- [EXERCISE DESCRIPTION]
Rewrite the material as a numbered list, from its first line through the line containing "57], [166, 42]]", omitting any blank lines.

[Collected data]

[Start]

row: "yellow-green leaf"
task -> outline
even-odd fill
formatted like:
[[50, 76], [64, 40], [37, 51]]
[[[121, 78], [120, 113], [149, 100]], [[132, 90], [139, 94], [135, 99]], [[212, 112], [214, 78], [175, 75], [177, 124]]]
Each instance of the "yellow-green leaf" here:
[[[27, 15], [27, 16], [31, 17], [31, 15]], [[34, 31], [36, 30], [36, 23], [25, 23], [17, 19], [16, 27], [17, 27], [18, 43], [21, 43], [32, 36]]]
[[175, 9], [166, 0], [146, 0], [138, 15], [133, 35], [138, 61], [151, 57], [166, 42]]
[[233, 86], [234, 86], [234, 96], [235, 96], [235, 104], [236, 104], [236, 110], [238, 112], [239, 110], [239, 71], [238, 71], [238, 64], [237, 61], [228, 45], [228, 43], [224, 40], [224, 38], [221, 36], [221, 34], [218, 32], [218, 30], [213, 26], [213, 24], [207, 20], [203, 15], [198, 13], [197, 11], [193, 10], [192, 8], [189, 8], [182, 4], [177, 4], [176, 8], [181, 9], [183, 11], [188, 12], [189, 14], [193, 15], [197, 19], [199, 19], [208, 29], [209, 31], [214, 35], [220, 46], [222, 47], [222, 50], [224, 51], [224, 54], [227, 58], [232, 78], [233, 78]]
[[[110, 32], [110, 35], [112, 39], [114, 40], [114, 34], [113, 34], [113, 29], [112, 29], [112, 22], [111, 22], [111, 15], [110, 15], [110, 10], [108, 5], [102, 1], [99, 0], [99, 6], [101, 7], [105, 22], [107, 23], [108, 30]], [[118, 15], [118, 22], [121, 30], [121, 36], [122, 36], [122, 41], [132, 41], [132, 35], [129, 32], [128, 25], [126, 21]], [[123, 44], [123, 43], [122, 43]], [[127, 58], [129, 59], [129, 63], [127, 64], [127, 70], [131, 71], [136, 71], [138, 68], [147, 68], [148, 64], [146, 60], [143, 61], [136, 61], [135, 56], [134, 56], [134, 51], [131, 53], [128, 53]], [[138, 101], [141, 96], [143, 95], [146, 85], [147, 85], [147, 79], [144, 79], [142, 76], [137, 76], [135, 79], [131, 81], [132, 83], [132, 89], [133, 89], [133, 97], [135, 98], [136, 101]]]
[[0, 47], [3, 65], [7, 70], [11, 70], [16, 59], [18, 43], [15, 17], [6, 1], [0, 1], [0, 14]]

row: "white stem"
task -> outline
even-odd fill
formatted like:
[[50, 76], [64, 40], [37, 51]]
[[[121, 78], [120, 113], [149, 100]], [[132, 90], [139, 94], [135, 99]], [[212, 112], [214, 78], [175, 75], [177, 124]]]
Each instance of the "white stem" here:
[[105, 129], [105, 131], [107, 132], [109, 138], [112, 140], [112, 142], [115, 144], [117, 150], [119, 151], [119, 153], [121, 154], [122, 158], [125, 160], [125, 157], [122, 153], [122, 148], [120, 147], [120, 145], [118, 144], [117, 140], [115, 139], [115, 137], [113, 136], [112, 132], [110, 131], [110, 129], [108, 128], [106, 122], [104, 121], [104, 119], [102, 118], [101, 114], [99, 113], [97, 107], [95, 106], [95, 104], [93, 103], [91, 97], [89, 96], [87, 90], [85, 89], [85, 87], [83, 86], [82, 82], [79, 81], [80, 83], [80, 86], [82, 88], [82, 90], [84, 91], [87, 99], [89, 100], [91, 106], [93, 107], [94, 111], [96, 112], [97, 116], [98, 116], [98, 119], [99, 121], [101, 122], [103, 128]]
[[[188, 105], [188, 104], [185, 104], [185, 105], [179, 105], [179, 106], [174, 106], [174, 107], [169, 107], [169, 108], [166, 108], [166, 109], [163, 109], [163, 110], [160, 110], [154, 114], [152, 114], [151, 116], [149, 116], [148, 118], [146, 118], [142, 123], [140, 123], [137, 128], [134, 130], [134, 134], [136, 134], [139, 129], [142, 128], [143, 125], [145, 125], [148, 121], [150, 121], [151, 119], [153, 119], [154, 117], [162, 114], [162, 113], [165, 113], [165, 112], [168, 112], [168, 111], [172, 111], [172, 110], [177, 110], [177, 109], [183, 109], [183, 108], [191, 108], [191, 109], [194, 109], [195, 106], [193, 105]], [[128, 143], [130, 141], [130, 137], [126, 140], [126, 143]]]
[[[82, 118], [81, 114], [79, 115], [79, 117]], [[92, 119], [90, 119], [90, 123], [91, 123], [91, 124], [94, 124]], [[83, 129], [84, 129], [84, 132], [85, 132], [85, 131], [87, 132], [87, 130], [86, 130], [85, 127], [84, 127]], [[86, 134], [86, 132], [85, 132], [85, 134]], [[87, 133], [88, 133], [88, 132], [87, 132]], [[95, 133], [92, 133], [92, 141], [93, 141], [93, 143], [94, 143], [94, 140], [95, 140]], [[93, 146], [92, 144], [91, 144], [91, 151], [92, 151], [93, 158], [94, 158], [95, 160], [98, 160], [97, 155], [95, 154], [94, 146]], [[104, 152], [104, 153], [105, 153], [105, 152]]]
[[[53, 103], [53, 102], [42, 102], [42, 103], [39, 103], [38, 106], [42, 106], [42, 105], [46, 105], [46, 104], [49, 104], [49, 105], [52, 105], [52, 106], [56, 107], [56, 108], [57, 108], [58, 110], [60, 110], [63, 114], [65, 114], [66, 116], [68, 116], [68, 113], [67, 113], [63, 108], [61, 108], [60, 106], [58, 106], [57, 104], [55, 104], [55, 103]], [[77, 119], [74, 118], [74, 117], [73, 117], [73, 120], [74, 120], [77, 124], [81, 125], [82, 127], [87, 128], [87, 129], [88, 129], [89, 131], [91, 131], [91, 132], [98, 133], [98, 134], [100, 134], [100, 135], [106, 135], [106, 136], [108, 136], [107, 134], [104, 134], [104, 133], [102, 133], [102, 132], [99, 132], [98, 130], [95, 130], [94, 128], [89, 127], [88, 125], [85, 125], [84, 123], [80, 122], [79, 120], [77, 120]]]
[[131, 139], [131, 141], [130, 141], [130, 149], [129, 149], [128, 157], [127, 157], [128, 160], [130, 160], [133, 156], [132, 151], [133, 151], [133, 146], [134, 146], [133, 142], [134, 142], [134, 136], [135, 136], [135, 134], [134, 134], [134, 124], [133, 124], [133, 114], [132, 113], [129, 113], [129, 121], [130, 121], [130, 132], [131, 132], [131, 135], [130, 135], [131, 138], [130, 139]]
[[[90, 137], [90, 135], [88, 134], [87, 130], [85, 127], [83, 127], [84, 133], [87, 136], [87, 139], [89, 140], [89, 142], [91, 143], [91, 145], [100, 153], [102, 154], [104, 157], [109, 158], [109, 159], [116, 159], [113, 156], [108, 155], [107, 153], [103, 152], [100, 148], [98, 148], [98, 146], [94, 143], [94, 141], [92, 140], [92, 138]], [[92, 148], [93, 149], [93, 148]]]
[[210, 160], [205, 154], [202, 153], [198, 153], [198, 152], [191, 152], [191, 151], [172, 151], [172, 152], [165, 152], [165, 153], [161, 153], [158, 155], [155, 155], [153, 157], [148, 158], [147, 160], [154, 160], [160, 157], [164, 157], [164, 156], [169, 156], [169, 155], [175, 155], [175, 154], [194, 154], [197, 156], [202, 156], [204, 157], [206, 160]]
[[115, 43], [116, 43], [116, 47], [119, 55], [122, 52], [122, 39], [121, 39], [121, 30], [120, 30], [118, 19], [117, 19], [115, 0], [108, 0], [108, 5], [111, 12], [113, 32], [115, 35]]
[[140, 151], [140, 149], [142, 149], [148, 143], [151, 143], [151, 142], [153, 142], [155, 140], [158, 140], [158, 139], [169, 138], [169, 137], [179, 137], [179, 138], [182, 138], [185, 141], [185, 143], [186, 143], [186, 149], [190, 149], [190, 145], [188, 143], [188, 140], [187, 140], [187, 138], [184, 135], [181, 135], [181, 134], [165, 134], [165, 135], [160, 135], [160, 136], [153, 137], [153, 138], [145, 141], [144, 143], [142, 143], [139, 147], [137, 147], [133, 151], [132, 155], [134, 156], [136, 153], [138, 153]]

[End]

- [SOLUTION TO THIS TASK]
1. row: "yellow-green leaf"
2. task -> outline
3. even-odd fill
4. formatted like:
5. [[50, 76], [64, 40], [37, 51]]
6. [[[121, 78], [120, 113], [149, 100]], [[132, 90], [139, 94], [135, 99]], [[212, 112], [214, 78], [175, 75], [177, 124]]]
7. Each instance of the "yellow-green leaf" here:
8. [[[27, 15], [27, 16], [31, 17], [31, 15]], [[34, 31], [36, 30], [36, 23], [25, 23], [17, 19], [16, 27], [17, 27], [18, 43], [21, 43], [32, 36]]]
9. [[175, 9], [166, 0], [146, 0], [138, 15], [133, 35], [138, 61], [151, 57], [166, 42]]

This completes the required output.